TASK DIRECTIONS — The full set of records must be printed exactly as given.
----------------------------------------
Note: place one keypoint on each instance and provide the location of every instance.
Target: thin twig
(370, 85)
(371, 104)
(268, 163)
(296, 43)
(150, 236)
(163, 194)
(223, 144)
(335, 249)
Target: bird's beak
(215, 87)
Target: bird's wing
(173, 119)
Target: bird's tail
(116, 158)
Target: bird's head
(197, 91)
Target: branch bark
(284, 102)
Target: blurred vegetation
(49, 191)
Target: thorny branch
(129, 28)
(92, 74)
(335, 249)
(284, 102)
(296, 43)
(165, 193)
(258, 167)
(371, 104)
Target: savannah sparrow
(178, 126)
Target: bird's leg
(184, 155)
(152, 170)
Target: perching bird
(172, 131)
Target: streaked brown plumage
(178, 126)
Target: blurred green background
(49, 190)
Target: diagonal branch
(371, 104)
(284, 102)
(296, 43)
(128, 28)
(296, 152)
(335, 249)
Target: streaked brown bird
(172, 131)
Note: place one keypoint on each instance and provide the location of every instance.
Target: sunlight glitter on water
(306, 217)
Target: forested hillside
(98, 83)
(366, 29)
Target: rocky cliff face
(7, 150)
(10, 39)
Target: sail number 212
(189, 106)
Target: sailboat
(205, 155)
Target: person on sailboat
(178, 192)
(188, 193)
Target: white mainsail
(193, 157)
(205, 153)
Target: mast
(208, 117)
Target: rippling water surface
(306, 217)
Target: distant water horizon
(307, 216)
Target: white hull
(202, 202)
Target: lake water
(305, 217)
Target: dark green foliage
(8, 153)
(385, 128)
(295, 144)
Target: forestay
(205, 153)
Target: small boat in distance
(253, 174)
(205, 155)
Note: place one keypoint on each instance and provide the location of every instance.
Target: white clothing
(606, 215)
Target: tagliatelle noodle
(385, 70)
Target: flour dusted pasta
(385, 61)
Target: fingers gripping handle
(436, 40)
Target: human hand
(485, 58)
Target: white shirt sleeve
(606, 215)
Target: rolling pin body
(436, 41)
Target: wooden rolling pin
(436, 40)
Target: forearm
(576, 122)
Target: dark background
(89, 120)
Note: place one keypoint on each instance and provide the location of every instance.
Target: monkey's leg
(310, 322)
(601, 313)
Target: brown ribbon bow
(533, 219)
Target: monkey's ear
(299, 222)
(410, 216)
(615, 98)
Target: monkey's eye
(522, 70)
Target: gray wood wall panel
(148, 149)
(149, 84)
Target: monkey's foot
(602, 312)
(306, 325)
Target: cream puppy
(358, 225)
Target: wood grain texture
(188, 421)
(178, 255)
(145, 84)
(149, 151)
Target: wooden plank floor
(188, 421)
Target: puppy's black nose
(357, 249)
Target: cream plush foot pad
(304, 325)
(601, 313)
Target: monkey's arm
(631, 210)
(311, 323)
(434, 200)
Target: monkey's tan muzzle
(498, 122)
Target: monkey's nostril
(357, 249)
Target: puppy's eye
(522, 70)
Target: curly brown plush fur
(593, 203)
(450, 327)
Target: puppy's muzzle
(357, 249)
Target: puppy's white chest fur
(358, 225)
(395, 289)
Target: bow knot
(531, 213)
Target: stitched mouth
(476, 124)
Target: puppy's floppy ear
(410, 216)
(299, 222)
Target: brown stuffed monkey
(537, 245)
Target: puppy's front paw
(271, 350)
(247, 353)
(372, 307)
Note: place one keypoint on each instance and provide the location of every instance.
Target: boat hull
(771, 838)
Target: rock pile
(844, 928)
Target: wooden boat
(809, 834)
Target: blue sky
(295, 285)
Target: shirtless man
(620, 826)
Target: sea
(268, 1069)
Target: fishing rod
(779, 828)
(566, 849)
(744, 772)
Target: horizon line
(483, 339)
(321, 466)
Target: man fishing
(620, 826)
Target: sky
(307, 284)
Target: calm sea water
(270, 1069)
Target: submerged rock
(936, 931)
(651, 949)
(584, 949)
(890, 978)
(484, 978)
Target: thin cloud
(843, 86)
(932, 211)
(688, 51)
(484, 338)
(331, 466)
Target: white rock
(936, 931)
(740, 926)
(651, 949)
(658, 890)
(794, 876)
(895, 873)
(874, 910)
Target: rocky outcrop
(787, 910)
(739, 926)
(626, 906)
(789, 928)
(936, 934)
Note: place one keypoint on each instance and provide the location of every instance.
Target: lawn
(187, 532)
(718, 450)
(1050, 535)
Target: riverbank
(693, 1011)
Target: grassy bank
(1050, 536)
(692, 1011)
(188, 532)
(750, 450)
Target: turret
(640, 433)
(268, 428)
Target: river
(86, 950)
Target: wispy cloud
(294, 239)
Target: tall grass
----------------------------------------
ANSWER TO THIS EXERCISE —
Note: place one keypoint on each instance and provide the location of every instance.
Target: thin twig
(370, 85)
(371, 104)
(268, 163)
(296, 43)
(150, 236)
(163, 194)
(223, 144)
(335, 249)
Target: bird's beak
(215, 87)
Target: bird's wing
(173, 119)
Target: bird's tail
(116, 158)
Target: bird's head
(197, 91)
Target: branch bark
(284, 102)
Target: blurred vegetation
(49, 191)
Target: thorny branch
(129, 28)
(92, 74)
(335, 249)
(284, 102)
(296, 43)
(165, 193)
(258, 167)
(371, 104)
Target: savannah sparrow
(178, 126)
Target: bird's leg
(184, 155)
(152, 170)
Target: perching bird
(172, 131)
Target: streaked brown plumage
(178, 126)
Target: blurred green background
(49, 190)
Target: diagonal branch
(371, 104)
(284, 102)
(296, 43)
(128, 28)
(296, 152)
(335, 249)
Target: streaked brown bird
(172, 131)
Note: place one keypoint on each instance and provide the location of every instance.
Target: sunlight glitter on water
(306, 217)
Target: forested hillside
(98, 83)
(366, 29)
Target: rocky cliff face
(7, 150)
(10, 39)
Target: sail number 212
(189, 106)
Target: sailboat
(205, 155)
Target: person on sailboat
(178, 192)
(188, 193)
Target: white mainsail
(193, 157)
(205, 153)
Target: mast
(208, 117)
Target: rippling water surface
(306, 217)
Target: distant water horizon
(307, 216)
Target: white hull
(202, 202)
Target: lake water
(305, 217)
Target: dark green foliage
(8, 153)
(385, 128)
(295, 144)
Target: forestay
(205, 153)
Target: small boat in distance
(253, 174)
(205, 155)
Note: place one keypoint on each instance and provide the location of every instance.
Target: white clothing
(606, 215)
Target: tagliatelle noodle
(385, 70)
Target: flour dusted pasta
(385, 61)
Target: fingers gripping handle
(436, 40)
Target: human hand
(485, 58)
Target: white shirt sleeve
(606, 215)
Target: rolling pin body
(436, 41)
Target: wooden rolling pin
(436, 40)
Target: forearm
(576, 122)
Target: dark background
(89, 120)
Note: place one keypoint on each instance and provide the location of every instance.
Target: monkey's leg
(310, 322)
(601, 313)
Target: brown ribbon bow
(533, 219)
Target: monkey's ear
(299, 222)
(410, 216)
(615, 98)
Target: monkey's eye
(522, 70)
Target: gray wood wall panel
(148, 149)
(149, 84)
Target: monkey's foot
(602, 312)
(306, 325)
Target: cream puppy
(358, 225)
Target: wood grain texture
(188, 421)
(178, 255)
(145, 84)
(149, 151)
Target: wooden plank floor
(188, 421)
Target: puppy's black nose
(357, 249)
Target: cream plush foot pad
(304, 325)
(601, 313)
Target: monkey's arm
(631, 210)
(311, 323)
(434, 200)
Target: monkey's tan muzzle
(498, 122)
Target: monkey's nostril
(357, 249)
Target: puppy's eye
(522, 70)
Target: curly brown plush fur
(593, 203)
(450, 327)
Target: puppy's muzzle
(357, 249)
Target: puppy's white chest fur
(358, 225)
(395, 289)
Target: bow knot
(531, 213)
Target: stitched mouth
(476, 124)
Target: puppy's floppy ear
(410, 216)
(299, 222)
Target: brown stuffed monkey
(537, 245)
Target: puppy's front paw
(271, 350)
(247, 353)
(372, 307)
Note: place one keypoint on each instance and provide the location of every instance.
Target: boat hull
(771, 838)
Target: rock pile
(844, 928)
Target: wooden boat
(809, 834)
Target: blue sky
(295, 285)
Target: shirtless man
(620, 826)
Target: sea
(268, 1069)
Target: fishing rod
(779, 828)
(566, 849)
(744, 772)
Target: horizon line
(483, 339)
(321, 466)
Target: man fishing
(620, 826)
Target: sky
(307, 284)
Target: calm sea water
(270, 1069)
Target: submerged rock
(936, 931)
(651, 949)
(584, 949)
(890, 978)
(484, 978)
Target: thin cloud
(843, 86)
(932, 211)
(688, 51)
(484, 338)
(331, 466)
Target: white rock
(936, 931)
(740, 926)
(651, 949)
(658, 890)
(794, 876)
(895, 873)
(874, 910)
Target: rocky outcrop
(787, 910)
(739, 926)
(626, 906)
(789, 928)
(936, 934)
Note: place one keypoint on each instance and provide the location of every instance.
Target: lawn
(187, 532)
(718, 450)
(1050, 535)
Target: riverbank
(693, 1011)
Target: grassy bank
(1050, 536)
(692, 1011)
(188, 532)
(750, 450)
Target: turret
(640, 433)
(268, 428)
Target: river
(86, 950)
Target: wispy cloud
(294, 239)
Target: tall grass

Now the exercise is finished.